• [TASK PROMPT]: Starting at the line that holds "Question. For every instance of the hedge", set down each line through the end of the listing, exactly as written and with nothing added.

(Stored items from a collection)

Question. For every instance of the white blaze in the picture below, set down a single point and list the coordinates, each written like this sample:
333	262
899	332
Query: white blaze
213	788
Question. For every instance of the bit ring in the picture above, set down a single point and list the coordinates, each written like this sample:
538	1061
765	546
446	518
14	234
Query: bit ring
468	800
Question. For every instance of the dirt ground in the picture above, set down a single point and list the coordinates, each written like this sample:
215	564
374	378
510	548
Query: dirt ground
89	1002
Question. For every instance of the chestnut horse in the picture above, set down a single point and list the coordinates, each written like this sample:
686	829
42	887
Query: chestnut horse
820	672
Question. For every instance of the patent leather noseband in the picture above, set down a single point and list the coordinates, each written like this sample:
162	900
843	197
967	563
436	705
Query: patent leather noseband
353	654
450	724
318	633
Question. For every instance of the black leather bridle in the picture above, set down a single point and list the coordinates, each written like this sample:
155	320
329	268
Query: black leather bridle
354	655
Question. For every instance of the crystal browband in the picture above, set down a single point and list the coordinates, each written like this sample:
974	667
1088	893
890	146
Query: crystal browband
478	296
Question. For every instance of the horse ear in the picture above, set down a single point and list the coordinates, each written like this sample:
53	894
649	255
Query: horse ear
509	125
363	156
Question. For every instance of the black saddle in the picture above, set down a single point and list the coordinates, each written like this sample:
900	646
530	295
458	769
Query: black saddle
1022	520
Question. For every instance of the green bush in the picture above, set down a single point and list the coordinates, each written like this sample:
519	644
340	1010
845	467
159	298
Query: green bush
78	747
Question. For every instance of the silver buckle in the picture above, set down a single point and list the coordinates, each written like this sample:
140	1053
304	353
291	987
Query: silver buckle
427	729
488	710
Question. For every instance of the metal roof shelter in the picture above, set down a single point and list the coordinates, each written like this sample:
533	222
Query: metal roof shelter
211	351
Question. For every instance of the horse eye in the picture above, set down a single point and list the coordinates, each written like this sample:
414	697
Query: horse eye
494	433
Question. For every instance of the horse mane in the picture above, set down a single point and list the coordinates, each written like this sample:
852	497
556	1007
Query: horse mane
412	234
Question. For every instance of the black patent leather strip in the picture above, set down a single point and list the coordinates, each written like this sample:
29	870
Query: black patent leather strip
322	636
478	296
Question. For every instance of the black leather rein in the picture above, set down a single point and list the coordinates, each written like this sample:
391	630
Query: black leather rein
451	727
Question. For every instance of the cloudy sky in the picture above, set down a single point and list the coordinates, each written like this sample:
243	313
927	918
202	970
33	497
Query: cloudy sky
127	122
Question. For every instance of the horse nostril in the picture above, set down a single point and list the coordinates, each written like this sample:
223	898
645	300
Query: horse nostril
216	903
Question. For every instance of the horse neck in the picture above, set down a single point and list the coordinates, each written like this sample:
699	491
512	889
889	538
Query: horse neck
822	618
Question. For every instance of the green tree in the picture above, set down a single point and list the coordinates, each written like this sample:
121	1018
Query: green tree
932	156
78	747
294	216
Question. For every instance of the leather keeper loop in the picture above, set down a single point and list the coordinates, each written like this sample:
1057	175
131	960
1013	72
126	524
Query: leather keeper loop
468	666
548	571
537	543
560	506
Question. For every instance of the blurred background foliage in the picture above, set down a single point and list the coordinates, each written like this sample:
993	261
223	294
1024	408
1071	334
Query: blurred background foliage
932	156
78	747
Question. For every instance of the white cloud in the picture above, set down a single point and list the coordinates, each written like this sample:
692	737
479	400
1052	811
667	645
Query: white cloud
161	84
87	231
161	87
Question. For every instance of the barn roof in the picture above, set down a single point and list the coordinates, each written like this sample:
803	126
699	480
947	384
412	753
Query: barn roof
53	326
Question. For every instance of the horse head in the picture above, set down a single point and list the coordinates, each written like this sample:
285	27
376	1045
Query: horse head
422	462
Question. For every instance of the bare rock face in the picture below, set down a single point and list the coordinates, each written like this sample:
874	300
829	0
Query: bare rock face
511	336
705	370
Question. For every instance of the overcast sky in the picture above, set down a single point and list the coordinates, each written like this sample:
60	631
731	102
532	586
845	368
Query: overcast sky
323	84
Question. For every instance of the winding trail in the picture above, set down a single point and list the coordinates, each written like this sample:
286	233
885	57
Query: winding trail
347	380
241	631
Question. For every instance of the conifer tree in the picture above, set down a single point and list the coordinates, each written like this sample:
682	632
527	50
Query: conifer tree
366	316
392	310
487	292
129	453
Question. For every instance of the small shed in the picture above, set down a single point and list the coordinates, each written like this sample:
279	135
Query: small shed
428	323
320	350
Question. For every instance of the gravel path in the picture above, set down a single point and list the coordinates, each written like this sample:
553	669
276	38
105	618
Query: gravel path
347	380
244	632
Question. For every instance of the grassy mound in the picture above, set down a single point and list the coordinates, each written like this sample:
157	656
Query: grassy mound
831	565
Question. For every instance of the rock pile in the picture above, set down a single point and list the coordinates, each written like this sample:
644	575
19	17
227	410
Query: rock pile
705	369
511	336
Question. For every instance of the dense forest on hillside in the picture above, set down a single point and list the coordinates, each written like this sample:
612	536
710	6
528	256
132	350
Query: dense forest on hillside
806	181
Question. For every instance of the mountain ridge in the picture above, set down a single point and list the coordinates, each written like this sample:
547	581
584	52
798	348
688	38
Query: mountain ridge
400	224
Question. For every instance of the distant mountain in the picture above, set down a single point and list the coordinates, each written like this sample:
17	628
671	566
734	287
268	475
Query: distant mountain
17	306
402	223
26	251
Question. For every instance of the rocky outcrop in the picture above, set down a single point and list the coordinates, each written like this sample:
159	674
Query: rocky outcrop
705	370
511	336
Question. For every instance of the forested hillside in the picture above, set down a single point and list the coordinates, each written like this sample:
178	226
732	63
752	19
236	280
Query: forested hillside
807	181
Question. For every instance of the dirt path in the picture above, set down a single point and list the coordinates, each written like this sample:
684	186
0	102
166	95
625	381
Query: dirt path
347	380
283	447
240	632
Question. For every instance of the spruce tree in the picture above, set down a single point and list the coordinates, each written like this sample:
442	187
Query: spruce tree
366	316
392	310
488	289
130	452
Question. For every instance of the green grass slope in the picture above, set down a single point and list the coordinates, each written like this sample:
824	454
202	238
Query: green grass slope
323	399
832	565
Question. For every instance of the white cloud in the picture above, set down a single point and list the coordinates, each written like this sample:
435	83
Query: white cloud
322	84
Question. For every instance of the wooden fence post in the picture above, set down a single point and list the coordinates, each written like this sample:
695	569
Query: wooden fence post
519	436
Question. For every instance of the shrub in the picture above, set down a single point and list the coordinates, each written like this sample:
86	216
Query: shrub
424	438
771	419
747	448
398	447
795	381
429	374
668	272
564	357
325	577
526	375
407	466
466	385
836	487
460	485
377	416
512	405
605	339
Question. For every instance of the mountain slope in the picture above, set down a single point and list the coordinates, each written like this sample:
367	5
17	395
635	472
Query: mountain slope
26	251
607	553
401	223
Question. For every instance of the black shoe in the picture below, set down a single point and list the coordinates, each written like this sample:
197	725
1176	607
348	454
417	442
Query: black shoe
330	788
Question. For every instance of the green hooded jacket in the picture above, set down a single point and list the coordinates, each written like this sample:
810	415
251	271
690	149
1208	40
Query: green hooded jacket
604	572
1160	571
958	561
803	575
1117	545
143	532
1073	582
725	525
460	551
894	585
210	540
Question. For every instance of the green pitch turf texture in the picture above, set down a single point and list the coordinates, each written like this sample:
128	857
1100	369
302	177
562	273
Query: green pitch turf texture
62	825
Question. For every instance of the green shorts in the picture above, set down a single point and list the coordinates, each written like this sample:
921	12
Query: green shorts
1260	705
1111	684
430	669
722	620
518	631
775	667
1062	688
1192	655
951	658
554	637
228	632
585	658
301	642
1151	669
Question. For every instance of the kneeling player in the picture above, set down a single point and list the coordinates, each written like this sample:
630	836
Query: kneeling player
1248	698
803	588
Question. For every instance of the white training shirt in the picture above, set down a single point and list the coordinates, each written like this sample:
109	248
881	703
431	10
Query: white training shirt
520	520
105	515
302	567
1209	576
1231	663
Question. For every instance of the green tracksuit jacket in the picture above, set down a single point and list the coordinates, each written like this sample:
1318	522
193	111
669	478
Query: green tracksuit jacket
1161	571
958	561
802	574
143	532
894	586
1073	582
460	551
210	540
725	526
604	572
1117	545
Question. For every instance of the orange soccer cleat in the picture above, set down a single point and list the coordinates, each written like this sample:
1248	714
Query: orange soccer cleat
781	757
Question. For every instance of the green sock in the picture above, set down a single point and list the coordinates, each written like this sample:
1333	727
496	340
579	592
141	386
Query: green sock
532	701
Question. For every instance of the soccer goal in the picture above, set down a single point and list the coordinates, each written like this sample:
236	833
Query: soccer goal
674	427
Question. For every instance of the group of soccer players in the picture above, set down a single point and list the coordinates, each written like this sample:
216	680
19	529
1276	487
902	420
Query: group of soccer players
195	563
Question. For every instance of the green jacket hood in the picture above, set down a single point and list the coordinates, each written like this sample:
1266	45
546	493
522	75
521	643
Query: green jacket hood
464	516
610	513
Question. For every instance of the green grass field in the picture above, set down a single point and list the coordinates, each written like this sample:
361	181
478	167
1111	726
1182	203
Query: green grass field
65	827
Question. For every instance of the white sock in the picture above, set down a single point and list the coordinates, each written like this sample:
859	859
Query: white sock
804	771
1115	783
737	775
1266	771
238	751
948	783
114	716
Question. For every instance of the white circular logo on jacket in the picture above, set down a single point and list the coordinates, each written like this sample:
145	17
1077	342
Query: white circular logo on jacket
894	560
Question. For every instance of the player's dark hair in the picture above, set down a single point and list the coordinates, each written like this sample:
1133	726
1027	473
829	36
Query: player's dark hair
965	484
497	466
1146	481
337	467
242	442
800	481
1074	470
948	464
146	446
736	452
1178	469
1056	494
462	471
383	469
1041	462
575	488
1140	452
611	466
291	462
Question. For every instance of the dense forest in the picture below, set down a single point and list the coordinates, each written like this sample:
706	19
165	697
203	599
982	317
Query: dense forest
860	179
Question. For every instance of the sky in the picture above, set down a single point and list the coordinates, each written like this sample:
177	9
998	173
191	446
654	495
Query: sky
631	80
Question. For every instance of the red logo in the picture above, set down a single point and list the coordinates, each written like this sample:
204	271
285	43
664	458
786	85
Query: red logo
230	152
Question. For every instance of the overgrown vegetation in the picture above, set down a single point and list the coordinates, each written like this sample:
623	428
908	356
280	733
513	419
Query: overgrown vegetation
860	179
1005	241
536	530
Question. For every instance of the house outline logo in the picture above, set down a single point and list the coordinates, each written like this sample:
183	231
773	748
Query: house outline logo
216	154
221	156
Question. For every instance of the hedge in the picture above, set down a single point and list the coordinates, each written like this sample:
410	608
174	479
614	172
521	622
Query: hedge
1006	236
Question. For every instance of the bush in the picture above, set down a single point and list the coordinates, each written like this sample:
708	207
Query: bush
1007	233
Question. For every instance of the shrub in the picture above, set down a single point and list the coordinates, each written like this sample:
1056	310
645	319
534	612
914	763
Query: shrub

• [OUTPUT OF THE TASK]:
Question. For every instance of the hedge in the picture above, set down a single point and list the coordinates, each written like this sample:
410	608
174	479
614	172
521	622
Query: hedge
1006	236
Question. For every instance of the bush in the picture above, set down a single point and list the coordinates, each written like this sample:
708	207
Query: bush
1007	233
Question. For every instance of the shrub in the picture above, set down a single point and list the coordinates, each written like this sample:
1056	310
645	319
534	612
914	763
Query: shrub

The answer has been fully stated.